▸ **Data excerpts**:
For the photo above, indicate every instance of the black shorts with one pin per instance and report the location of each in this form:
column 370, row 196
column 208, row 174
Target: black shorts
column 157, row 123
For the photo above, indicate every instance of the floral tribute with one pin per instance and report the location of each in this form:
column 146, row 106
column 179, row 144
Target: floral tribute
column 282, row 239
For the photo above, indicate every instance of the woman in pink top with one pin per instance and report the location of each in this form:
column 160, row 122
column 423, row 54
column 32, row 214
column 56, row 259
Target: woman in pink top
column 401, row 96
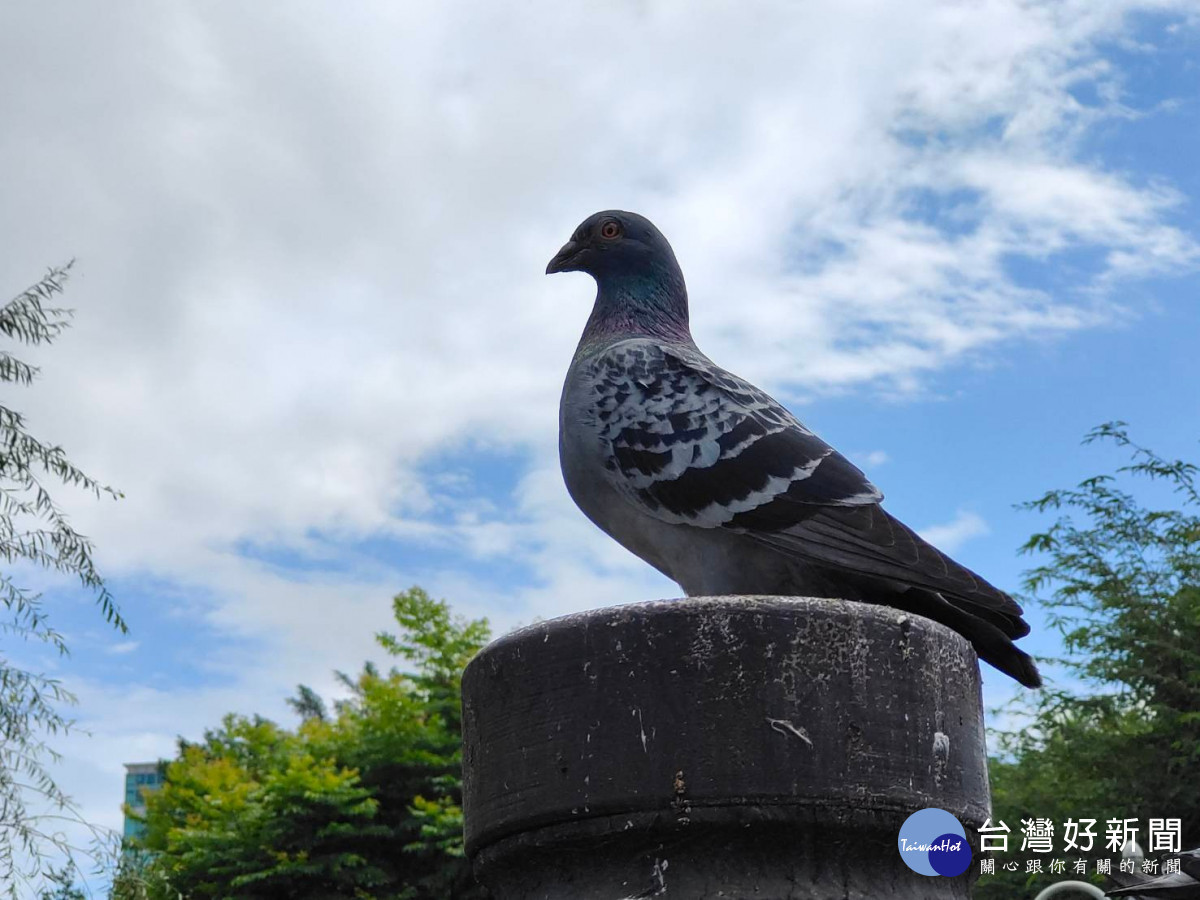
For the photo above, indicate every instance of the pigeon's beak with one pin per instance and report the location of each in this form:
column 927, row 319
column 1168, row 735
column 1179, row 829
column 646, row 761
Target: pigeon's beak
column 563, row 258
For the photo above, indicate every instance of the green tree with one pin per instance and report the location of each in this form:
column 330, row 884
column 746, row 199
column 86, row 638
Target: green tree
column 361, row 803
column 35, row 532
column 1120, row 736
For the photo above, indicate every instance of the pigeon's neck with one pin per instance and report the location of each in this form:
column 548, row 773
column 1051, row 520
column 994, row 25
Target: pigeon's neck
column 639, row 306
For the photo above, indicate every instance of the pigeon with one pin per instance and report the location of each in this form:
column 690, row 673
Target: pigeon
column 714, row 483
column 1183, row 885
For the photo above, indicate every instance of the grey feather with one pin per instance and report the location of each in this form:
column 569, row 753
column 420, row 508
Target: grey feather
column 719, row 486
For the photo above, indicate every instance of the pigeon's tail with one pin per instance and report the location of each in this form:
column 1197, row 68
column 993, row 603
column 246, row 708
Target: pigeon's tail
column 990, row 643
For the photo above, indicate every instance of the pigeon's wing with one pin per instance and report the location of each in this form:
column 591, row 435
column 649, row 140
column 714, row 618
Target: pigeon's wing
column 694, row 444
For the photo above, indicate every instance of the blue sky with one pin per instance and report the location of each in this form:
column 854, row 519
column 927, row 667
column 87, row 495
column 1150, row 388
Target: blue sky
column 316, row 351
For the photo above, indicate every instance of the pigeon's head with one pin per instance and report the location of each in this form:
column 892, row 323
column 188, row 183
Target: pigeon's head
column 617, row 245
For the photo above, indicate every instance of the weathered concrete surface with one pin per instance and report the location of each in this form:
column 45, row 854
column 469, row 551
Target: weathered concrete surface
column 719, row 747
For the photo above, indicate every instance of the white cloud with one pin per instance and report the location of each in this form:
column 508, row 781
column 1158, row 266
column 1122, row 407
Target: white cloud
column 311, row 244
column 951, row 535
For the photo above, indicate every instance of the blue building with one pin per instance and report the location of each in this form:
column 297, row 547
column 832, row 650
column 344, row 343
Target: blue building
column 139, row 777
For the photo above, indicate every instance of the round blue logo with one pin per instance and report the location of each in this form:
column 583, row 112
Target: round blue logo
column 934, row 843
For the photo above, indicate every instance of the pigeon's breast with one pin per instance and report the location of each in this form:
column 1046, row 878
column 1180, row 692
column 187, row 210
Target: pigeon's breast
column 589, row 467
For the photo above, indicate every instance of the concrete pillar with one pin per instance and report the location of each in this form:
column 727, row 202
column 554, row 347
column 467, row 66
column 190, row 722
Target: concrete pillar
column 735, row 747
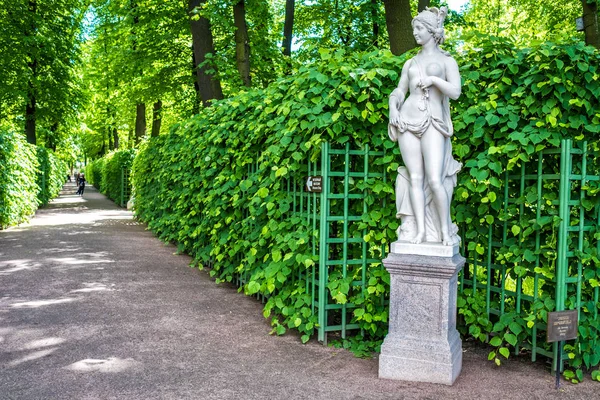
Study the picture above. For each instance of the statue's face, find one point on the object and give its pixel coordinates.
(421, 34)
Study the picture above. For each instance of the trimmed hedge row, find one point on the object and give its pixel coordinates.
(105, 173)
(216, 185)
(30, 176)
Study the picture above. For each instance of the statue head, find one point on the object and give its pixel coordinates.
(433, 19)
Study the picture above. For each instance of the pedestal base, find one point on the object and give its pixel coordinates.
(422, 344)
(421, 361)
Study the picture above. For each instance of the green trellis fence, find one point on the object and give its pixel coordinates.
(546, 266)
(125, 193)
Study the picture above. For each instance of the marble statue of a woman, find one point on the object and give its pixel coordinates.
(421, 125)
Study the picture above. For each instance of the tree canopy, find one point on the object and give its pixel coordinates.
(84, 77)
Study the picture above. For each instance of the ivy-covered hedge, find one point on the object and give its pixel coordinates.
(105, 173)
(29, 177)
(215, 184)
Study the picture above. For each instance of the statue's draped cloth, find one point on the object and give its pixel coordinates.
(404, 209)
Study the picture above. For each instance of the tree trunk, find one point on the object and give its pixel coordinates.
(156, 118)
(115, 137)
(375, 16)
(242, 42)
(109, 136)
(398, 19)
(198, 99)
(52, 135)
(202, 39)
(140, 122)
(590, 23)
(30, 117)
(30, 107)
(288, 27)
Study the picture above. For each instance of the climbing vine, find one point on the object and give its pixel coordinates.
(216, 185)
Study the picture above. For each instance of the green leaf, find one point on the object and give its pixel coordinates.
(253, 287)
(510, 338)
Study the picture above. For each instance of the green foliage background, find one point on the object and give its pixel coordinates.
(30, 176)
(216, 184)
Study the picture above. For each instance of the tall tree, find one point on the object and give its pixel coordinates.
(30, 106)
(242, 42)
(156, 118)
(202, 38)
(398, 19)
(590, 22)
(288, 27)
(140, 108)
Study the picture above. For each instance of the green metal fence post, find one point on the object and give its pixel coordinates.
(323, 246)
(562, 264)
(122, 186)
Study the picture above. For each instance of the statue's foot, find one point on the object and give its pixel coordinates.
(419, 238)
(447, 240)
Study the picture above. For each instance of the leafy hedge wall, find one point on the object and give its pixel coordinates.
(193, 186)
(29, 176)
(105, 173)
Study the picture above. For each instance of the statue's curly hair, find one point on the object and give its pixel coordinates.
(433, 19)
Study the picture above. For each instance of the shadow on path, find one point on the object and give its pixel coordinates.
(92, 306)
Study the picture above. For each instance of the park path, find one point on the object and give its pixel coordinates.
(93, 306)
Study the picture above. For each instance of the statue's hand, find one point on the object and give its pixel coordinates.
(394, 117)
(426, 82)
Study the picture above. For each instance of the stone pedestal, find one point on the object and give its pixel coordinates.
(423, 343)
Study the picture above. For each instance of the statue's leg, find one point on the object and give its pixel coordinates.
(434, 153)
(410, 147)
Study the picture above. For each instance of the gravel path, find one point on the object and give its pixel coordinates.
(93, 306)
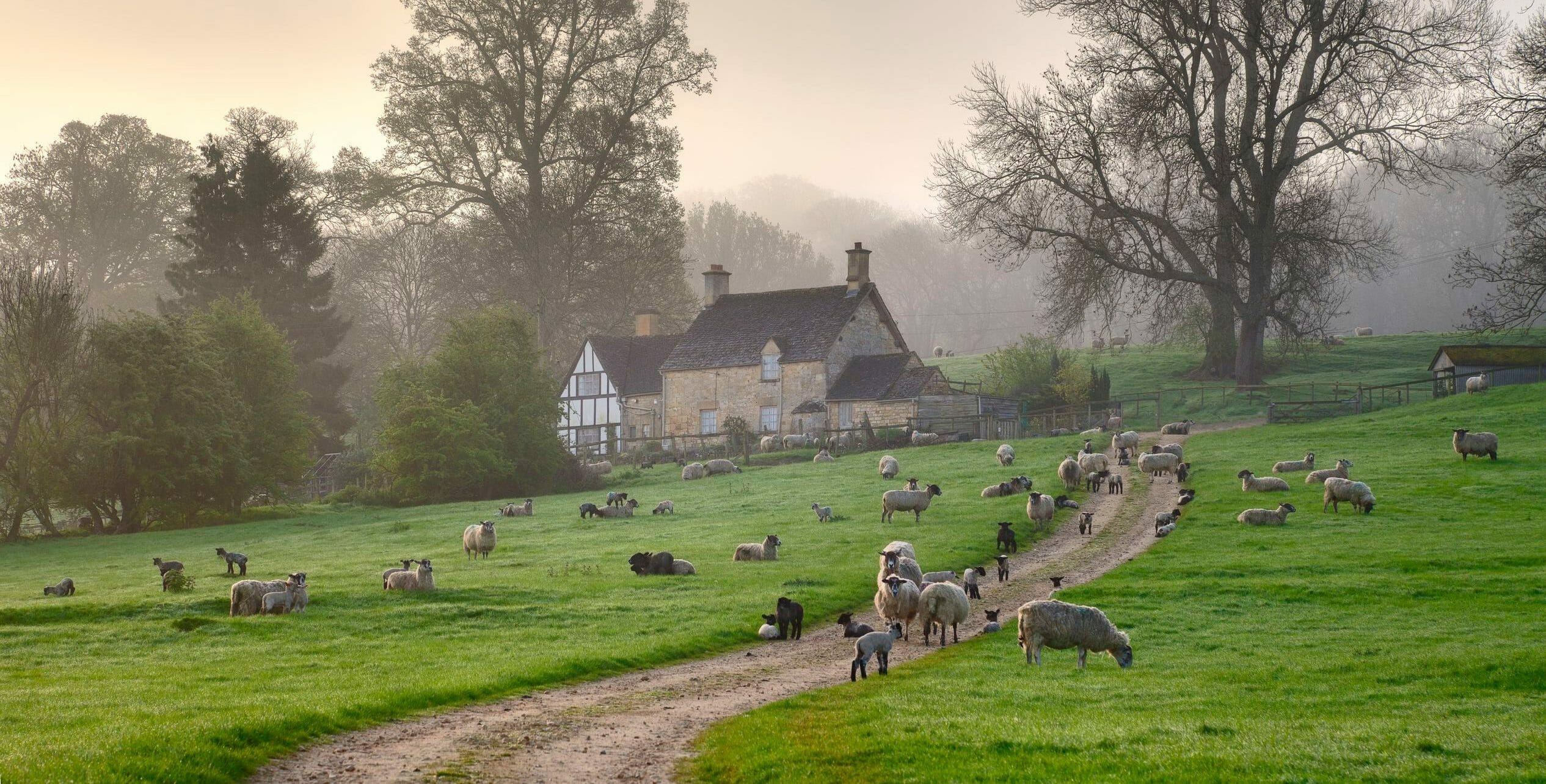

▸ **Try it**:
Pictures stay out of the copy, while everything else in the records above goes in exactly as written.

▸ **Output below**:
For the photo above, indicate every instance of the black shorts with one pin per instance and report the location of each in this form:
column 370, row 196
column 208, row 174
Target: black shorts
column 157, row 123
For the photo above, indicate every instance of the floral tribute with one pin per instance and report the location of each in this form:
column 146, row 106
column 179, row 144
Target: floral tribute
column 282, row 239
For the photo above, indicate every instance of the woman in pink top with one pin per instance and report the location of each in this form:
column 160, row 122
column 423, row 54
column 32, row 214
column 56, row 259
Target: woman in pink top
column 401, row 96
For the photo above, indicate every instance of the pigeon's beak with one pin per instance and report the location of each in this form:
column 927, row 319
column 1168, row 735
column 1179, row 829
column 646, row 761
Target: pigeon's beak
column 563, row 258
For the photo above, indicate every instance of the green tree with one pin per instance and report the location of each in this form:
column 330, row 884
column 746, row 199
column 86, row 638
Target: green tree
column 361, row 803
column 35, row 532
column 1120, row 736
For the photo above, indicate every instance of the pigeon's neck with one pin per instance and report the location of each in this form:
column 548, row 773
column 1051, row 520
column 994, row 25
Target: pigeon's neck
column 639, row 306
For the photo above, indicate every instance of the pigeon with one pin per instance and report the location of each in this form:
column 690, row 673
Target: pigeon
column 714, row 483
column 1183, row 885
For the photo above, indicate every instance of the grey feather with one pin per instance and report the location of each in this form:
column 569, row 753
column 420, row 508
Target: grey feather
column 719, row 486
For the photo above, indicate every instance of the pigeon's tail with one pin per instance and report the location of each in this form:
column 1197, row 68
column 993, row 603
column 246, row 708
Target: pigeon's tail
column 990, row 643
For the photo above, indicate every instance of the pigeon's wing with one pin per instance and report the location of each in this form:
column 591, row 435
column 649, row 140
column 714, row 618
Target: pigeon's wing
column 694, row 444
For the photo above, indicate every instance of the blue sky with one pin per instance and report the location of each in this form:
column 854, row 519
column 927, row 667
column 87, row 495
column 1150, row 388
Target: blue sky
column 316, row 351
For the photo above, indicate every instance of the pigeon's head with one pin per instance and report the location of each in this form:
column 892, row 323
column 188, row 183
Target: pigeon's head
column 617, row 245
For the photo above, indicate every instance of the weathered concrete surface with one pin per instance and report the location of each in this form:
column 45, row 854
column 469, row 551
Target: weathered concrete surface
column 719, row 747
For the photo above, indicate every instance of the white cloud with one pin per instance and report the location of each in this form:
column 508, row 781
column 1158, row 266
column 1122, row 407
Target: white cloud
column 311, row 244
column 951, row 535
For the photo above, indicate every instance of the blue building with one pin per instance and report the location of each in this form:
column 297, row 547
column 832, row 650
column 344, row 343
Target: blue building
column 139, row 777
For the photo above, indicate every instance of the round blue logo with one pin per instance and report the location of each in this form:
column 583, row 112
Target: round blue logo
column 934, row 843
For the photo above, indicate every instance of the pigeon's breast with one pin per instance and report the location of each in this form:
column 1046, row 878
column 1180, row 692
column 187, row 210
Target: pigeon's breast
column 589, row 467
For the photo above, indicate every instance of the concrete pillar with one pin per instance and report the location of each in this form:
column 727, row 202
column 554, row 347
column 467, row 66
column 190, row 722
Target: concrete pillar
column 735, row 747
Study the picture above. For each instance of the statue's face, find one point on the object and give its pixel coordinates.
(421, 34)
Study the picture above. For each instance of the trimmed hedge row, find one point on the object and give its pixel coordinates.
(105, 173)
(216, 185)
(30, 176)
Study the picture above. For each instance of the statue head, find one point on the object and give its pixel coordinates.
(433, 19)
Study the picture above. For each instance of the pedestal base, find one point on the object and give its pixel coordinates.
(422, 344)
(421, 361)
Study the picture above. For each instance of the green trellis fence, find one point on the object and give its pixel coordinates.
(546, 266)
(125, 193)
Study the picture above. For each instance of the marble statue of a woman, find one point on the object and give its pixel coordinates.
(421, 125)
Study the picture above. For each instance of the tree canopy, find one point on the object and give its pixel coordinates.
(84, 77)
Study the picture above. For each instance of the ivy-covered hedge, find one point on the object and give its pixel coordinates.
(105, 173)
(29, 177)
(215, 184)
Study the picture above. For each instance of the statue's draped cloth, find one point on the object and give its pixel coordinates.
(404, 209)
Study the picture above. For each instance of the tree trunk, find one point on the object and give its pixel coordinates.
(156, 118)
(115, 137)
(375, 16)
(242, 42)
(109, 136)
(398, 19)
(198, 99)
(52, 135)
(202, 39)
(140, 122)
(590, 23)
(30, 117)
(30, 107)
(288, 27)
Study the picture above. For each instance of the climbing vine, find one point on the object and give its pixel coordinates.
(216, 185)
Study the picture above. For each instance of the green leaf, find one point on the object and give its pixel coordinates.
(253, 287)
(510, 338)
Study the picture above. For each instance of the green foliage background, find one point on the object and give its pixel coordinates.
(30, 176)
(216, 184)
Study the picture above. For each instance of the tall tree, find one point on the object and give its pixel coordinates.
(30, 106)
(242, 42)
(156, 118)
(202, 38)
(398, 19)
(590, 22)
(288, 27)
(140, 108)
Study the picture above. For each instance of the green metal fence post, find one point on the object and give its pixel coordinates.
(323, 246)
(562, 264)
(122, 186)
Study the picture above. For each instance of the statue's foot, find one point on the object and give its pixel coordinates.
(419, 238)
(447, 240)
Study the picture above. For each instance of the leafy hedge wall, find one point on the object and give its pixel coordinates.
(193, 186)
(29, 176)
(105, 173)
Study the picture above. For each instance of the statue's curly hair, find one point on the object and give its pixel coordinates.
(433, 19)
Study the picture above. For each instance of the shadow on path, find one point on the object and give its pixel coordinates.
(92, 306)
Study the picture above. For each instance of the park path, find one point on the object and give its pixel coordinates.
(93, 306)
Study the picture above. For each instance of the statue's hand, find one point on the object and give its pixel coordinates.
(394, 117)
(426, 82)
Study the picture above. For each instance of the stone pedestal, find one point on the object and give its pixel coordinates.
(423, 343)
Study the picture above. For each instance of the statue's leg, find one point on the object and give its pixel coordinates.
(434, 153)
(410, 147)
Study the picture above. For each instance of the gravel path, find one point on the object and give its pixel coordinates.
(93, 306)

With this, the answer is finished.